(What to work on):
Copy out the records word for word, from their first line up to and including the line that contains "positive clicks: (91, 215)".

-=-=-

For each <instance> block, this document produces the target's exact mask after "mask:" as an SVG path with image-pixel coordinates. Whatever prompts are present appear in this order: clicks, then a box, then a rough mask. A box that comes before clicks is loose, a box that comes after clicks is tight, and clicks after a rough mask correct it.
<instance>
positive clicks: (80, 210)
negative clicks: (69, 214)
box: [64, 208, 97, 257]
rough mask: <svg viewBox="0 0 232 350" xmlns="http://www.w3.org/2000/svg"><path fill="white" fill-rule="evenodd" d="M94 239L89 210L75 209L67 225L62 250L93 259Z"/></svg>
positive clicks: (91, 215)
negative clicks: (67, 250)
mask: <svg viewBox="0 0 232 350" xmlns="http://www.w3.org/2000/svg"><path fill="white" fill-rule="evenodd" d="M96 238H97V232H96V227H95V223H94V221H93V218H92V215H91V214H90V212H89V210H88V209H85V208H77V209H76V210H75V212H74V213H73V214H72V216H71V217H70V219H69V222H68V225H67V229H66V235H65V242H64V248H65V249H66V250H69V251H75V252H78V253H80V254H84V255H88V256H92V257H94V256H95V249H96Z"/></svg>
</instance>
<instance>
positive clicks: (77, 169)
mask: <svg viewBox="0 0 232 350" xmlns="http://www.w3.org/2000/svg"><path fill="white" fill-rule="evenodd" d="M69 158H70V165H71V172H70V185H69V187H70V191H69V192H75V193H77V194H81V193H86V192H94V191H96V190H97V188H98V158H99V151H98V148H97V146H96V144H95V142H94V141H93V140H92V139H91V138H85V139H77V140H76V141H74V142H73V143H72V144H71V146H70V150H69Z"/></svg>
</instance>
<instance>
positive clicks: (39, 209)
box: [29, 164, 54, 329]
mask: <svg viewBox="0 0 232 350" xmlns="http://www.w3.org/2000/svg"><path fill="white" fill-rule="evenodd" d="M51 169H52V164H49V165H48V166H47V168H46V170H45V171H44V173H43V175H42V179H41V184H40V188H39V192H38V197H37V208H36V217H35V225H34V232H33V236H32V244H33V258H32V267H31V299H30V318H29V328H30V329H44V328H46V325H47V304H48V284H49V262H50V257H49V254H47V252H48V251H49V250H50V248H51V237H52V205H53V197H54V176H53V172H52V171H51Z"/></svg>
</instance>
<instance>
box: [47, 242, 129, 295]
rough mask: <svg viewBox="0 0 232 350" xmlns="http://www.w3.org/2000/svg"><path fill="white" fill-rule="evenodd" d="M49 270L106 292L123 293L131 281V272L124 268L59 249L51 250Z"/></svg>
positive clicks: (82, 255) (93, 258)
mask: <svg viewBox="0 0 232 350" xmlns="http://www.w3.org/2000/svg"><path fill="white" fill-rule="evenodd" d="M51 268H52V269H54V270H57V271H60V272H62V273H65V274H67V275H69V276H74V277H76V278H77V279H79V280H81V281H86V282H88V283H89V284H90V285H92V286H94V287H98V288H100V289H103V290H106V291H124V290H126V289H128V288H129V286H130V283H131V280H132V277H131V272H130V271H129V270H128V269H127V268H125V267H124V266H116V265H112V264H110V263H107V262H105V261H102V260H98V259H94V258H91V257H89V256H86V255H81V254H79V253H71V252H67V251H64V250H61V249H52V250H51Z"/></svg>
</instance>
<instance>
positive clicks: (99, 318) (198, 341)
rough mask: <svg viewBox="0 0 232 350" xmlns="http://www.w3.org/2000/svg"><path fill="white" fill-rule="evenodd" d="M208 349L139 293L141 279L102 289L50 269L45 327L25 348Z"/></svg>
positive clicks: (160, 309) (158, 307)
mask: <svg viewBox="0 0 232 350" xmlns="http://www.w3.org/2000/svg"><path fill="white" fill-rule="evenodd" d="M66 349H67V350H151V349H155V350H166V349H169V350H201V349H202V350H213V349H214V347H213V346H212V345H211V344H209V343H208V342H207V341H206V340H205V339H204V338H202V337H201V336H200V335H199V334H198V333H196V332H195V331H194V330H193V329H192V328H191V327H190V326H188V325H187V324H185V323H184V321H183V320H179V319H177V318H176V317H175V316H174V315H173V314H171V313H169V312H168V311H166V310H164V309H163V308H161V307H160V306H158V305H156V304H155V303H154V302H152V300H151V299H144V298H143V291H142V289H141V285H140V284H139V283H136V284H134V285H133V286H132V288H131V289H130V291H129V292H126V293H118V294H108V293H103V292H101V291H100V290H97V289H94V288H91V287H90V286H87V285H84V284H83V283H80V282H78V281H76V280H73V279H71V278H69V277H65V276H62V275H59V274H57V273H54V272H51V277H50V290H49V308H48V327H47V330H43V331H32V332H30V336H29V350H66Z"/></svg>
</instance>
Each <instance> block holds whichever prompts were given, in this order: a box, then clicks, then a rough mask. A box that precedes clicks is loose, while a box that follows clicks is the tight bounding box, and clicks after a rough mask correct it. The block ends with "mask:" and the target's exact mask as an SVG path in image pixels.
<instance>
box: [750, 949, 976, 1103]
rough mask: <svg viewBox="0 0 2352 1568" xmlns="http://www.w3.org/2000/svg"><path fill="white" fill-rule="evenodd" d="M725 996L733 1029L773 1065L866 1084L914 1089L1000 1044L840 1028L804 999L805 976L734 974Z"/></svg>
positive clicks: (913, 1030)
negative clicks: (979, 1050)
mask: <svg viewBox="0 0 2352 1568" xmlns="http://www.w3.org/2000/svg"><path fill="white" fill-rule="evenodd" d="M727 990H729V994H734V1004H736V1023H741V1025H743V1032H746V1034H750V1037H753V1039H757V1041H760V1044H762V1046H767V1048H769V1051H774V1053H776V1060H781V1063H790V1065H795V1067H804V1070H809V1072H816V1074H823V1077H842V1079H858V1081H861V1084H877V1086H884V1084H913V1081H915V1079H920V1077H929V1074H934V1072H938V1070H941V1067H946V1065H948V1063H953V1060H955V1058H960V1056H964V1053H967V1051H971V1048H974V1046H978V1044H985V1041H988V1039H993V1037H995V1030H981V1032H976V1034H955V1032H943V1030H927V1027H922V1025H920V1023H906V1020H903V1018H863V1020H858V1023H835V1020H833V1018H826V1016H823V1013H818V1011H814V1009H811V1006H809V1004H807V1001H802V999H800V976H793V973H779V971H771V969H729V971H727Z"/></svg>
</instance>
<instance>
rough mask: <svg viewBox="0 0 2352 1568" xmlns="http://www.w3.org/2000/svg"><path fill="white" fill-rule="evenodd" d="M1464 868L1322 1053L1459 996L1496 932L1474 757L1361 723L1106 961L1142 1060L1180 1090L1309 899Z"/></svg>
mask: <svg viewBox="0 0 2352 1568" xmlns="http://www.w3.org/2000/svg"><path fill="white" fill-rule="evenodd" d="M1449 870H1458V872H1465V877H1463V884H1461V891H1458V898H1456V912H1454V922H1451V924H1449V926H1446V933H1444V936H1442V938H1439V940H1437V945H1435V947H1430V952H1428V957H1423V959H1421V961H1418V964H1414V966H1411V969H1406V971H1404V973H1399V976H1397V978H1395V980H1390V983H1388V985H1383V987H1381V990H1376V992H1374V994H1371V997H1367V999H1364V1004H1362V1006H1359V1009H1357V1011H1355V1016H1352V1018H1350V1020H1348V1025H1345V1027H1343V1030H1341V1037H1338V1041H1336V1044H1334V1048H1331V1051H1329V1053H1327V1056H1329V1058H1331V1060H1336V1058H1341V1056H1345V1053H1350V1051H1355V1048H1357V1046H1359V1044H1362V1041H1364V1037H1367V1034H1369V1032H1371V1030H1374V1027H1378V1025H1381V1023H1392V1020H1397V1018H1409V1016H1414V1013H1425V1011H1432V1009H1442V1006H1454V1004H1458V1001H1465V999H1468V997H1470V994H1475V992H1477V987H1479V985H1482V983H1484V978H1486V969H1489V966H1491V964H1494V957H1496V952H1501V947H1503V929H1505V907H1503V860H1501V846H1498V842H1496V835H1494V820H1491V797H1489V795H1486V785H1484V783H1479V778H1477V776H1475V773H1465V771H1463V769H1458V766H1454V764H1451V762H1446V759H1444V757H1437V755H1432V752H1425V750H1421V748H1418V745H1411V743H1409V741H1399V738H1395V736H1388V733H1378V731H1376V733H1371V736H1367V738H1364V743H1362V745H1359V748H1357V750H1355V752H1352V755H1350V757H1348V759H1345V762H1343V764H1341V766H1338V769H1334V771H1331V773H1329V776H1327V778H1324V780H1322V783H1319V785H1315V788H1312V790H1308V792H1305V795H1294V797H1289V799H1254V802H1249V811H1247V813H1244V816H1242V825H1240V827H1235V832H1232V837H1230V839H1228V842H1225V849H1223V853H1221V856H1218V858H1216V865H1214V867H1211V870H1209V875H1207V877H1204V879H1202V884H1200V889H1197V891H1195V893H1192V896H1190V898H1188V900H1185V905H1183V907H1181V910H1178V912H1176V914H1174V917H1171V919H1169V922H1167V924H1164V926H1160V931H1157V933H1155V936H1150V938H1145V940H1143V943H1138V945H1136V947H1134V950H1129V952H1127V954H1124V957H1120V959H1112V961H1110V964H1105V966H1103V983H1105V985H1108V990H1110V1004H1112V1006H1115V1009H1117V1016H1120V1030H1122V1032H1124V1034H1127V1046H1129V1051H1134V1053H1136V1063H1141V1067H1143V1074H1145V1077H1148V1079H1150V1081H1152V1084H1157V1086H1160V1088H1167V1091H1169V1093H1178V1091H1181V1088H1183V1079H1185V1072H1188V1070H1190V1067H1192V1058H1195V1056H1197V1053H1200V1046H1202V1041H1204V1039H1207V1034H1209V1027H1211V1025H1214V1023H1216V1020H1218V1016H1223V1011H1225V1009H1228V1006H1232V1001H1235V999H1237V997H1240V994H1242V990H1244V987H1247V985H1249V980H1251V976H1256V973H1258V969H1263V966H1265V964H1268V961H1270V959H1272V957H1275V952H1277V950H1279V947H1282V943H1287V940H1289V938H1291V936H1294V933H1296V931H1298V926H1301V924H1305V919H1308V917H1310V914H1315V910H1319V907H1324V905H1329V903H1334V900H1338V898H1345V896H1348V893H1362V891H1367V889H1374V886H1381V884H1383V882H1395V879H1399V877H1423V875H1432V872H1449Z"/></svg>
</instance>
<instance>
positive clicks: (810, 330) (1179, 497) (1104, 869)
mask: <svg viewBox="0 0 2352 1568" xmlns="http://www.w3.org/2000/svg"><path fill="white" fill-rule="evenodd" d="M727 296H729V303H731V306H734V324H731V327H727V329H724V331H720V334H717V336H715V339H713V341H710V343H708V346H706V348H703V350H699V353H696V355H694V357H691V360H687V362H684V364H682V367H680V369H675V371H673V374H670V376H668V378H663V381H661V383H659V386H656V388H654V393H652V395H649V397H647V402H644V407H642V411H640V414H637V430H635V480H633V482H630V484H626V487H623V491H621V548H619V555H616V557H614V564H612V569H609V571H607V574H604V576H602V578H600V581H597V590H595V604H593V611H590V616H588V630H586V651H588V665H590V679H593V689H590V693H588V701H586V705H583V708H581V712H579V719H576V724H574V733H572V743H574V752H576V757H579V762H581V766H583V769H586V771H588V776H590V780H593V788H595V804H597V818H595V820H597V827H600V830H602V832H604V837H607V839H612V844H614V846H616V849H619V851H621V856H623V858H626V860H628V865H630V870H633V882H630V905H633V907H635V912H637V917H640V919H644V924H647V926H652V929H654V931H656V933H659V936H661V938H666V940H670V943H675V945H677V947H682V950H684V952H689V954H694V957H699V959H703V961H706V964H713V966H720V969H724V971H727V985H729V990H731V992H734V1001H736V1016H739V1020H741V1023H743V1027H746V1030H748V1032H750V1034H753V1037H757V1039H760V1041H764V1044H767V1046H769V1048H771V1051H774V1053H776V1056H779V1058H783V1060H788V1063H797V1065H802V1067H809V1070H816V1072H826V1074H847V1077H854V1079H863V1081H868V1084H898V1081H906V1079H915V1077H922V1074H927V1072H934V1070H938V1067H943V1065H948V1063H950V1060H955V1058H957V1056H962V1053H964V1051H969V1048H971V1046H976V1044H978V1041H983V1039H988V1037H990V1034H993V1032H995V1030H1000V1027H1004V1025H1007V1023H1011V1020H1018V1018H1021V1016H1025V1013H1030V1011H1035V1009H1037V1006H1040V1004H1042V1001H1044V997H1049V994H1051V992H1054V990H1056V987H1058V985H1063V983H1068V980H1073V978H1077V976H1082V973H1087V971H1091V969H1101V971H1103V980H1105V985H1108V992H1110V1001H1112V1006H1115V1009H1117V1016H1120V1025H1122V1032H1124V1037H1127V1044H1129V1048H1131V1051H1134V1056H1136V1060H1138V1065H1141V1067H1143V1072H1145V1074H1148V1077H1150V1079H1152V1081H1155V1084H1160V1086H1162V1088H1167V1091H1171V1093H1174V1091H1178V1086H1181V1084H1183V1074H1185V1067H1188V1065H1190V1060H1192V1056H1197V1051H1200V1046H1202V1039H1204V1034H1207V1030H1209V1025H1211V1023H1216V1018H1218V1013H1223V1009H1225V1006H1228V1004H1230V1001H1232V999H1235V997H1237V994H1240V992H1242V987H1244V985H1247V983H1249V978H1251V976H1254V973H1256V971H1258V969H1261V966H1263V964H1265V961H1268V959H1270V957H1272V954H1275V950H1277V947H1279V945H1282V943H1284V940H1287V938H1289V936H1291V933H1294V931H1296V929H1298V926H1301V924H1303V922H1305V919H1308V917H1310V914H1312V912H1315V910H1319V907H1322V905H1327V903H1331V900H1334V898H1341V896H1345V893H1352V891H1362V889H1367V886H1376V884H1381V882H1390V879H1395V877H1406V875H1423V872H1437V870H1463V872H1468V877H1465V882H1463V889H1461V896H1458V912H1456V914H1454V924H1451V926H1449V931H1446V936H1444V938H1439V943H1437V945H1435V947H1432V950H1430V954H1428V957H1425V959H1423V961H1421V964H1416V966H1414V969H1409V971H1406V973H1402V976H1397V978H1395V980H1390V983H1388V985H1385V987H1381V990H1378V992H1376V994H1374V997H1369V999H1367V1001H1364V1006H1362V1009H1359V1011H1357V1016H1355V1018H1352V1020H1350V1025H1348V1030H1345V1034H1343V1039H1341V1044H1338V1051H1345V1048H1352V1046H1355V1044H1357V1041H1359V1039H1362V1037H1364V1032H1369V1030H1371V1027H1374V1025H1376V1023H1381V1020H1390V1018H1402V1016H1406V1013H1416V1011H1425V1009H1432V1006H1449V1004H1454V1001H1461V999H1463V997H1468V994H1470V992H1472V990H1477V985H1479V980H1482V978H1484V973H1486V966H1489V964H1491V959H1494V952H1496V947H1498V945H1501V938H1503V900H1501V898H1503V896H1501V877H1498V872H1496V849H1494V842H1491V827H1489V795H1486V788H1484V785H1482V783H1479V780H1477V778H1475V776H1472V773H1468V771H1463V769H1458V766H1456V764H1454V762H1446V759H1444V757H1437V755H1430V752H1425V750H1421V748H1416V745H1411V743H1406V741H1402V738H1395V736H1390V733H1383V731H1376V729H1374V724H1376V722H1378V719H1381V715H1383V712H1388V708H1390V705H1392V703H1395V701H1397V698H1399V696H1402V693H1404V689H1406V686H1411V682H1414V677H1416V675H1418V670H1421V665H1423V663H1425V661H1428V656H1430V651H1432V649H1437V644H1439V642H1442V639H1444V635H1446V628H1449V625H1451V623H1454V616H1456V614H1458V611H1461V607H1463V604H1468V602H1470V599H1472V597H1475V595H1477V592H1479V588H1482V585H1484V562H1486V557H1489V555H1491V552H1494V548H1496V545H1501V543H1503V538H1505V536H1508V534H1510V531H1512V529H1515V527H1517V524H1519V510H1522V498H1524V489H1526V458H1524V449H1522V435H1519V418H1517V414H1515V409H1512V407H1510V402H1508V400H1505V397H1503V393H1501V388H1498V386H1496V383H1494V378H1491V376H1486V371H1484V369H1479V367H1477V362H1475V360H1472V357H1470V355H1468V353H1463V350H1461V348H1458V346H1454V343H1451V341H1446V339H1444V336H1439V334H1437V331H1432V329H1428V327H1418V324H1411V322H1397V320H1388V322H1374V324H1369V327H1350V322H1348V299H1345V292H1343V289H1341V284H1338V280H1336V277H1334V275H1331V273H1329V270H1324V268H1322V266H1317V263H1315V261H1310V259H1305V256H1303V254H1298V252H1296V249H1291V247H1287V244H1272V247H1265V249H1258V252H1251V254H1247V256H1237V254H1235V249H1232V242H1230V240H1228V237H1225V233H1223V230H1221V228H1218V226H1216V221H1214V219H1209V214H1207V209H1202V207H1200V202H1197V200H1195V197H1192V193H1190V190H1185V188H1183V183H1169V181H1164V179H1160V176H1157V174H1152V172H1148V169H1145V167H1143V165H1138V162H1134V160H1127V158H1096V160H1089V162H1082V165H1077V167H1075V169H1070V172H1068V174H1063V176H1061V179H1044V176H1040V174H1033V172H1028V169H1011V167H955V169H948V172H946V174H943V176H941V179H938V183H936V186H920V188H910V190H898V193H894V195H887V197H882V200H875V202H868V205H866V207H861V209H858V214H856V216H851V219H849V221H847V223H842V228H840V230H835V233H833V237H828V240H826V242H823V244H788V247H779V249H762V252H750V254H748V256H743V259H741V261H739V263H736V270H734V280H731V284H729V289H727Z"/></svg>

-=-=-

(Task solution):
For each <instance> block, this document produces the target's exact mask after "mask:" as an SVG path with image-pixel coordinates. Whatever prompts are present appear in this order: clicks, then a box, then a rough mask. A box that comes before clicks is loose, a box that comes after clicks is tight, and clicks after a rough mask correct it.
<instance>
positive clicks: (80, 210)
negative clicks: (69, 214)
box: [64, 208, 97, 257]
rough mask: <svg viewBox="0 0 232 350" xmlns="http://www.w3.org/2000/svg"><path fill="white" fill-rule="evenodd" d="M94 239L89 210L75 209L67 225L62 250L93 259Z"/></svg>
positive clicks: (91, 215)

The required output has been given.